• [Texto do documento]:

Tudo isso para tentar ilustrar o paradoxo em que vivo, confuso. Andei pelos cinco Continentes, décadas de minha vida, vivi em nove países, morei em dez cidades estrangeiras e jamais em Colina; no entanto, retorno à cidade em que nasci   com o sentimento perturbador de que dela jamais me ausentei. 

Muito se usa a imagem das idas sem volta - dos movimentos sem retorno na vida, definitivos.  Em meu caso, singular, como antevi na despedida de Frankfurt, o que houve foi uma volta sem ida!

 

 

Colinenses no. 6

 

Sorvete vs. insulina 

 

Em minhas viagens precursoras a Colina, quis rever uma noite o Cine Santa Helena, cujas matinées frequentei e onde assisti a muito filme de Tarzan e cowboy. Encontrei apenas uns vestígios escuros, meio tenebrosos, de obra em construção ou demolição. Frustrado e entristecido, pensei em reanimar-me na sorveteria que existia ao lado, descendo a 7, onde tomei muito sorvete de massa e aqueles pirulitos de groselha que deixavam a boca vermelha que nem batom. Encontrei um Banco no lugar. Vislumbro, contudo, do outro lado da rua, uma sorveteria, simpática, embora de aspecto meio modernoso. Vou lá e descubro que o sorvete é de tipo caseiro, e em surpreendente gama de sabores.  

Depois de alguma hesitação, escolho o “Sonho de Valsa” – outra reverência nostálgica aos tempos de antes. A moça empina uma bola gigantesca em cima da casquinha, e lá vou eu para uma das mesinhas na calçada, ansioso a caminho da juventude reconquistada.

Mas aí me invade um sentimento de remorso: não posso ingerir tanto açúcar, do sorvete, sem previamente compensar com uma dose potente de insulina (sou diabético). Tiro a caneta-seringa do bolso, com a mão direita e certa dificuldade, pois com a outra mão segurava o sorvete, tiro a tampa, desajeitado, mas aí a bola instável despenca e se esparrama no chão.  Nem deu tempo para lamentar a perda, e pensar no que fazer, e a moça já estava na calçada, pano e escova na mão, para limpar o desastre.

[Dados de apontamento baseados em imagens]
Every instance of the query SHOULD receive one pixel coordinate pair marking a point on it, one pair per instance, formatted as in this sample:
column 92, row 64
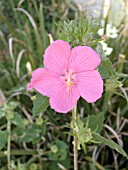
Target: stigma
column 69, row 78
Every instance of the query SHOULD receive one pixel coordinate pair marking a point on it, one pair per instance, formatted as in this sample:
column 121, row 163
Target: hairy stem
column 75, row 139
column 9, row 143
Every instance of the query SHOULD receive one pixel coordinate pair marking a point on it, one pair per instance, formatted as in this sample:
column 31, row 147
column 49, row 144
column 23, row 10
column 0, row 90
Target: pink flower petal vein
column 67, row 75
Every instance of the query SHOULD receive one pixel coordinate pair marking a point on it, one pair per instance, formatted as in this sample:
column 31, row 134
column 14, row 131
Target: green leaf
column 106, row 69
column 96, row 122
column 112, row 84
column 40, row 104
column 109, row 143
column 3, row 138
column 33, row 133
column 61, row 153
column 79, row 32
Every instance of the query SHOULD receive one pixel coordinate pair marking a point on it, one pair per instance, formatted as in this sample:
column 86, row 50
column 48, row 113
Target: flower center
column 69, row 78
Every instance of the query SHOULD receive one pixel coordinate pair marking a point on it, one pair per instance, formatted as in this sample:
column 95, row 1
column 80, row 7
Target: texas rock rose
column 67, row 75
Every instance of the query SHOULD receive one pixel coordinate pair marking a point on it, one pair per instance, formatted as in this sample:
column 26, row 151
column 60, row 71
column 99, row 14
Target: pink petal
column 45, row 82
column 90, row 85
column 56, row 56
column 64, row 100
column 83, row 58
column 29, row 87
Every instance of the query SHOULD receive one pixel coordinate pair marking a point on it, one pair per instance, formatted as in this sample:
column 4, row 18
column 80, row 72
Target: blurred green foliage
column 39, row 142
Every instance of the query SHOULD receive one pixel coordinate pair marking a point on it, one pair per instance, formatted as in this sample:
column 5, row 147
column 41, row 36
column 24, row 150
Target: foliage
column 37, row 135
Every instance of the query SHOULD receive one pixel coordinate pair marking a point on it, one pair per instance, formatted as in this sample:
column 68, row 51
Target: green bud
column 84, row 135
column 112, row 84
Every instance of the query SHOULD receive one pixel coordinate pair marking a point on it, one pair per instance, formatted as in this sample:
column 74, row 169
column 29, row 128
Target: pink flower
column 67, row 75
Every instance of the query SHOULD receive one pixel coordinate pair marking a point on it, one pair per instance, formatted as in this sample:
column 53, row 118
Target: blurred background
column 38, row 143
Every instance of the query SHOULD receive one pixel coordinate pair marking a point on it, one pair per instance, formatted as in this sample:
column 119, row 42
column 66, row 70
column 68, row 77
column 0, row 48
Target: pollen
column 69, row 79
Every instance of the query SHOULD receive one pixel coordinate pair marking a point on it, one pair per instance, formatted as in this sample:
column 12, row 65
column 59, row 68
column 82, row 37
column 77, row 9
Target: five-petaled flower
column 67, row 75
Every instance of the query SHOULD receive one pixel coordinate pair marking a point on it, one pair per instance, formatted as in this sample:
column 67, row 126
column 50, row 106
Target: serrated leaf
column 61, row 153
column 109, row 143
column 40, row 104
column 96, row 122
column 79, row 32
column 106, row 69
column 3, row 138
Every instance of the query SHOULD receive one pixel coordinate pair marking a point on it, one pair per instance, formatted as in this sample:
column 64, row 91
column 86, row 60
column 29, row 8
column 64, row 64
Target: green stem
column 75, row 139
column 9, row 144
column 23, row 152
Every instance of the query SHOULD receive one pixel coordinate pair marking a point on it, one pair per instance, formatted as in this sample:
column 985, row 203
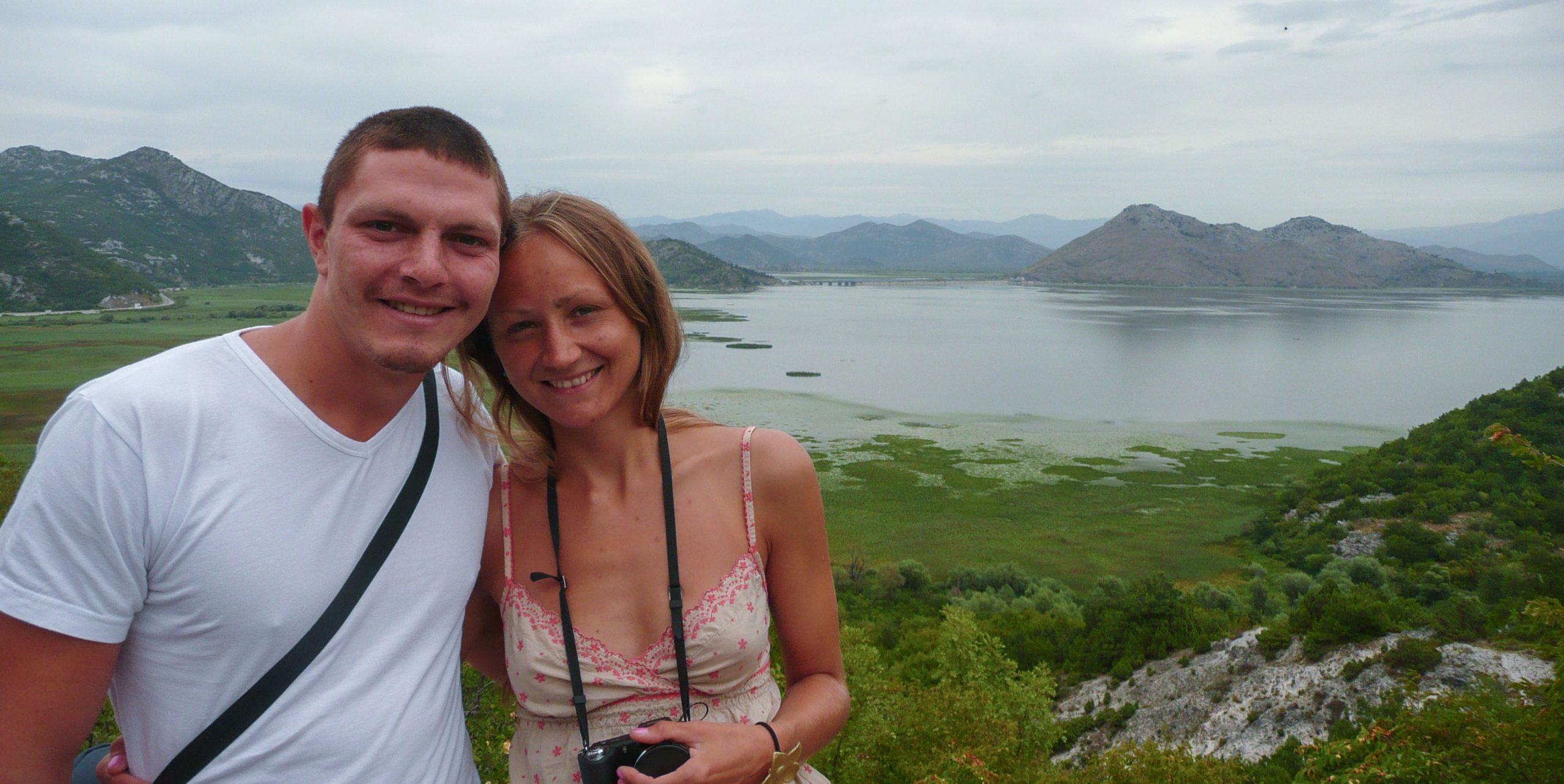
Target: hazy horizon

• [Aplique a leitura]:
**a.** Responda com base no texto sobre Colina:
(i) Em quantos países quem narra diz ter vivido?
(ii) Que sabor de sorvete é escolhido na sorveteria do outro lado da rua?
(iii) O que havia no lugar da antiga sorveteria ao lado do Cine Santa Helena?
**b.** Como fica em inglês esta frase do texto sobre Colina: "Muito se usa a imagem das idas sem volta - dos movimentos sem retorno na vida, definitivos."?
**c.** Prossiga o texto sobre Colina a partir do ponto em que ele termina.

• [Respostas das tarefas]:
**a.**
(i) Em nove países.
(ii) O sabor "Sonho de Valsa".
(iii) Um Banco.

**b.** The image of departures with no return is often used – of movements in life that never come back, final ones.

**c.**
Noto então que ela vê e mira, atônita, a seringa esquisita em minha mão, agulha em riste, desembainhada. Coro de vergonha e esfrio de preocupação: a caneta injetora é coisa nova, europeia, ela pode não saber que é instrumento médico e vai pensar que é droga! Heroína em Colina! Claro que nem sabe o quê e para quê é insulina.  Vai se assustar e chamar o delegado! Explicações, talvez advogados, investigações médico-legais. Que começo infeliz, constrangedor, para minha volta à cidade-berço! Angustiado, e muito encabulado, tento justificar, sem muita convicção quanto aos resultados: “É para injetar insulina, tenho diabetes.” E aí vem uma reação inesperada: nem medo, nem acusação, nem questionamento, nem apelo à polícia, mas uma pergunta polida diante de minha patente atrapalhação: “O Senhor quer que a gente aplique?”

Gesto de espontânea solidariedade, revelador de uma hospitalidade genuína e essencial, isenta de reservas e desconfianças. 

Coisa de Colina!

Claro que não aceitei o gentil socorro terapêutico. Pedi foi outro sorvete.

 “Sonho de Valsa”, decerto.

 

 

Colinenses no. 7

 

Que bairro é este?

 

A vendedora me pergunta, ao preencher a fatura na tela do computador: em que bairro é a rua em que o Senhor mora? Recém-chegado a Colina, não tinha resposta, nunca tinha pensado nisso. A moça insiste, impaciente: o entregador precisa saber do bairro para poder encontrar sua casa! Aí me vem a ideia salvadora: “Eu moro em frente da casa do Dr. Adilson!”  A reação é positiva, e minha interlocutora dá entrada no campo relativo a “Bairro” da fatura eletrônica: “Em frente da casa do Dr. Adilson”. Literalmente.

Isso é lá nome de bairro?

Não importa: o que vale no endereço é que seja eficiente, habilite encontrar-se o destino. E a casa do Dr. Adilson é referência universal em Colina.

Como, de resto, o morador. Residir na frente dele é ter o endereço certo.